- When I was with the girls, doing stuff like interviews was easier. Now, it's just me. It feels a bit scary. On stage, though, it's different. I feel free again. It reminds me of why I wanted to get into this business in the first place.
- I don't think that friends should really be in a band together. Eventually business gets in the way because you have different views on how things should be done. But maybe we would have drifted apart anyway. We grew up in our time with the band. We became women - and our lives went in very different ways.
- I don't actually like people touching me. Never have. That was a part of the band I didn't like. You always had people touching you - make-up artists, stylists, fans. People can think they own you. They all want a little piece of you.
- [recalling an embarrassing encounter at CD:UK in early 2006] I made the effort to go and see the girls, and say hello to Amelle, and they threw it in my face. Apparently, Heidi was shocked and upset, and I made Amelle feel out of place and put them all off their performance. I haven't spoken to them since.

### DESCRIPTION OF THE TASK:
In the quotes, what does the speaker say being on stage is a reminder of? The data below comes from a different source than the quotes.

### DATA EXTRACT:
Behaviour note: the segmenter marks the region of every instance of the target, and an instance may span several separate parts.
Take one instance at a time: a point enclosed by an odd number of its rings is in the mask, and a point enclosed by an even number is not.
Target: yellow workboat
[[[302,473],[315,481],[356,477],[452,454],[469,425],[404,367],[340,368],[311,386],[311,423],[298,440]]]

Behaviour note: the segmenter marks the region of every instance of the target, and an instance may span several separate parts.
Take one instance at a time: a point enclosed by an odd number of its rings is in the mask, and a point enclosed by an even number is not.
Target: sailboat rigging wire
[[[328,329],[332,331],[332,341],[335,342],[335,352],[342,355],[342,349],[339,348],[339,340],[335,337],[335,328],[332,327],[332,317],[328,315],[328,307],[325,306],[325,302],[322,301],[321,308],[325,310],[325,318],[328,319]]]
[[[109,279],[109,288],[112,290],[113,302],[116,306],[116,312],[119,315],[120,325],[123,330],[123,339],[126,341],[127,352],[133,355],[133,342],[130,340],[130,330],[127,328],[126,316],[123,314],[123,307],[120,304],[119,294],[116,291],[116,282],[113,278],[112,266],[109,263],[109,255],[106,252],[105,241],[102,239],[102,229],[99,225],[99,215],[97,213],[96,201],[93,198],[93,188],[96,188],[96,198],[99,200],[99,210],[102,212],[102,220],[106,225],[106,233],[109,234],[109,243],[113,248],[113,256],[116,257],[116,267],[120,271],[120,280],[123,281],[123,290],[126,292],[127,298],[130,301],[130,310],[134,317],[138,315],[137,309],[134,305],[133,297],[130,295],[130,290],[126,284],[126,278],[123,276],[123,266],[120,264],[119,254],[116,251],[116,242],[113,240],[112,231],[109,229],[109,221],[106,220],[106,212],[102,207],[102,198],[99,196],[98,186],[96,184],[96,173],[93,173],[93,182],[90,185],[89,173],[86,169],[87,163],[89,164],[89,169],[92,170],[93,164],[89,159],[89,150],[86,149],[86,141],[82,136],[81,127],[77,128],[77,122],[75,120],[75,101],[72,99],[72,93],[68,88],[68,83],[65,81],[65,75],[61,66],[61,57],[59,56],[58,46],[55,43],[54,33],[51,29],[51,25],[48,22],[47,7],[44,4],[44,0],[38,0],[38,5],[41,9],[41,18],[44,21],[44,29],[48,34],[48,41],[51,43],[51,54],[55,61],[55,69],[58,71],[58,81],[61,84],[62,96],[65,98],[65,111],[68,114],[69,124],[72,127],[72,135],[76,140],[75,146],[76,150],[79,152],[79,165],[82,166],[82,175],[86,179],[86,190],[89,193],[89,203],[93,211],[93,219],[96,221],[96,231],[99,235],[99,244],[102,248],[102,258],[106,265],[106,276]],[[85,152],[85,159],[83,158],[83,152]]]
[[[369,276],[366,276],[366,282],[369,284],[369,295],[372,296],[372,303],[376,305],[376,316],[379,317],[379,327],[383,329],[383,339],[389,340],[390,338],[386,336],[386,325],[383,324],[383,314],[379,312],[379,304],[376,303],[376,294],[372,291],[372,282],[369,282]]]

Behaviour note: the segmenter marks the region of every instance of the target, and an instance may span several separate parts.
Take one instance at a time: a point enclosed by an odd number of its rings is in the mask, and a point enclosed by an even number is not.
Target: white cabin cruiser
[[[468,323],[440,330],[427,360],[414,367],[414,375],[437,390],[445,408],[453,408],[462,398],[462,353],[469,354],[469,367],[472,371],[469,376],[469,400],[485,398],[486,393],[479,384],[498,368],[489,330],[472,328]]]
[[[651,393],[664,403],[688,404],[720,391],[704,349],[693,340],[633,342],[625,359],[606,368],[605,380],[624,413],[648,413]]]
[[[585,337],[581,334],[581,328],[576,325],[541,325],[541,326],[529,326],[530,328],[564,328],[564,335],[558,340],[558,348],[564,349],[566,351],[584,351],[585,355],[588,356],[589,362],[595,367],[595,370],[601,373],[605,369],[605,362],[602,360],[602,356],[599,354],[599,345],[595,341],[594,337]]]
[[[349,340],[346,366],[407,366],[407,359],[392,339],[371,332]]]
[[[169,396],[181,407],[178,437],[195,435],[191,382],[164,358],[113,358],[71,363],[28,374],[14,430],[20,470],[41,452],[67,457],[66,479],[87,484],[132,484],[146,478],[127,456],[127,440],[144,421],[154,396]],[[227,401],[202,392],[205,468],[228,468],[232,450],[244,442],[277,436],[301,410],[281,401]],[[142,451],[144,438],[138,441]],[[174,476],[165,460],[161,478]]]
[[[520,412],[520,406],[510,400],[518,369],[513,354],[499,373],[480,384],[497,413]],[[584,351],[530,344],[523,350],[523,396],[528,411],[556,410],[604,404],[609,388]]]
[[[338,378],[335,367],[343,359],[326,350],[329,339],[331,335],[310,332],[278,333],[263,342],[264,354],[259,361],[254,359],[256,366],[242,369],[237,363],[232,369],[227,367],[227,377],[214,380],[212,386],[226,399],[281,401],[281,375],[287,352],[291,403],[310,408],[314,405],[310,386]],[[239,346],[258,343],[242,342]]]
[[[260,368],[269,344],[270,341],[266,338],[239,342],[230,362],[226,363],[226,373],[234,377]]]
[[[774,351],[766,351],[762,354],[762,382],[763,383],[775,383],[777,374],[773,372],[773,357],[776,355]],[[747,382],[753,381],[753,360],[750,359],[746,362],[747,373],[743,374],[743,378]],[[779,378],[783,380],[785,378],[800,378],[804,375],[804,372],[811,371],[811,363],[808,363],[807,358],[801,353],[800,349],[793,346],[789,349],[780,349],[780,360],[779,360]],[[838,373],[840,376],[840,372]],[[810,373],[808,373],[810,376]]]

### WRITTEN ANSWER:
Why the speaker wanted to get into this business in the first place.